Exercise -
Apart from the images, reproduce all of the data word for word.

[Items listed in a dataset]
*** Block opens ***

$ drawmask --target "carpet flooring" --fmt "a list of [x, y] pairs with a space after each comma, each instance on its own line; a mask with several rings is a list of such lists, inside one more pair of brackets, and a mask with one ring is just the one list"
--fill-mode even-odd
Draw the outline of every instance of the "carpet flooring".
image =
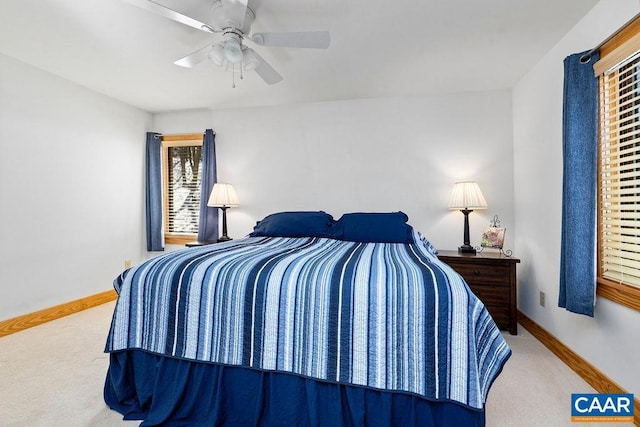
[[[0, 338], [1, 427], [139, 424], [102, 400], [114, 304]], [[487, 426], [571, 426], [571, 393], [595, 391], [524, 328], [518, 332], [504, 333], [513, 355], [489, 393]]]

*** Block closes ***

Expected output -
$ drawmask --target "carpet flooring" --fmt "a list of [x, y] pairs with a space after each comma, each instance on its own line; a mask with several rings is a list of such lists, inside one more pair of brackets, and a mask with one ring is just the one list"
--fill-mode even-odd
Draw the outline of every instance of the "carpet flooring".
image =
[[[0, 338], [1, 427], [139, 424], [102, 400], [114, 304]], [[487, 426], [571, 426], [571, 393], [595, 391], [524, 328], [518, 332], [504, 333], [513, 355], [489, 393]]]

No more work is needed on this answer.